Me siento tranquila, al abrigo
de esa placidez, casi irreverente, de los días “tontos”, esos días laborables
en fechas navideñas en los que, como hoy, poco o nada se hace pese a no ser
festivo, en la terraza de una cafetería del centro, aprovechando los últimos
rayos de un sol tenue de invierno. Pido un café y enciendo el e-book para
sumergirme en una vida, más allá de la real, en la que una puede ser lo que se
le antoje. Un niño pequeño – de apenas cinco o seis años – se estampa contra el
respaldo de la silla, debía ir distraído o no tiene una buena visión con el
casco de Darth Vader que lleva, la madre lo sujeta por el hombro: “Mira por
donde vas, hombre. Disculpa” me dice; el niño me mira, o eso intuyo, y balbucea
un tímido “Perdón” amortiguado por la máscara. Le acaricio el hombro mientras
le contesto “No pasa nada, ha sido sin querer. ¡Que la Fuerza te acompañe,
joven Padawan!”, lo veo alejarse mientras mueve la espada láser, a modo de
saludo de despedida, girando un par de veces la cabeza antes de desaparecer de
mi campo de visión. Me ha traído recuerdos, me he visto a mí misma, también con
el casco de Darth Vader, asistiendo al estreno de lo que sería el inicio de una
mítica saga en el teatro Asuán, a finales de 1977. Pienso en aquellos años y
pienso, también, como el 2016 ha sido el que ha dejado huérfana a la Generación
Perdida, esa que integramos los que ya hemos cruzado el umbral de los 40, también
llamada X. Es mi generación, a la que el pasado año nos ha despojado del traje
de Peter Pan para asestarnos los mazazos de la desaparición – escalonada bien
es cierto aunque no por ello menos dolorosa – de los iconos de nuestra bisoñez.

• [Qué se pide]
1. Responde brevemente, según el relato de la cafetería:
(a) ¿Qué casco lleva el niño que choca contra la silla?
(b) ¿En qué teatro tuvo lugar el estreno que se recuerda, y cuándo?
(c) ¿Con qué letra se llama también a la Generación Perdida?
2. Prolonga el relato de la cafetería a partir de su última frase.

• [Datos]
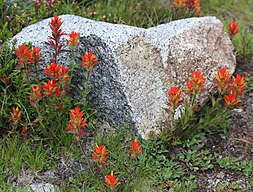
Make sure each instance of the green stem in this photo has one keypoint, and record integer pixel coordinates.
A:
(89, 164)
(39, 117)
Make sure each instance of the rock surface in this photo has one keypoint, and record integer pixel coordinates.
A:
(137, 66)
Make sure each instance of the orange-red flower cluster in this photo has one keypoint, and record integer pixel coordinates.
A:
(15, 115)
(100, 154)
(36, 95)
(222, 79)
(73, 39)
(57, 72)
(89, 60)
(238, 85)
(191, 6)
(111, 181)
(6, 80)
(174, 95)
(233, 29)
(36, 54)
(27, 56)
(234, 88)
(49, 87)
(135, 148)
(77, 123)
(196, 82)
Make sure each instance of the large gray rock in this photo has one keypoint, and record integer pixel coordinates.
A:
(137, 66)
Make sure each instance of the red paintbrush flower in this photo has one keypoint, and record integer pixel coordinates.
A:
(196, 83)
(77, 123)
(89, 60)
(233, 29)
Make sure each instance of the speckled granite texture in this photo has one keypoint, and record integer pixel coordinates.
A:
(137, 66)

• [Respuestas]
1.
(a) El casco de Darth Vader.
(b) En el teatro Asuán, a finales de 1977.
(c) X.

2.
Perdimos primero a David
Bowie, inspirador de esos estilismos imposibles durante los 80 al grito de “We
can be heroes… just for one day…”, apenas nos estábamos recuperando cuando nos
sorprendió la muerte de Manolo Tena y días después la del inimitable Prince,
ese necesario enfrentamiento con la realidad nos iba haciendo conscientes de
que parte de nuestra adolescencia y primera juventud se iba agotando, como la
silenciosa arena que se desliza implacable del compartimento superior al
inferior, provocando la angustia del inexorable paso del tiempo en el reloj.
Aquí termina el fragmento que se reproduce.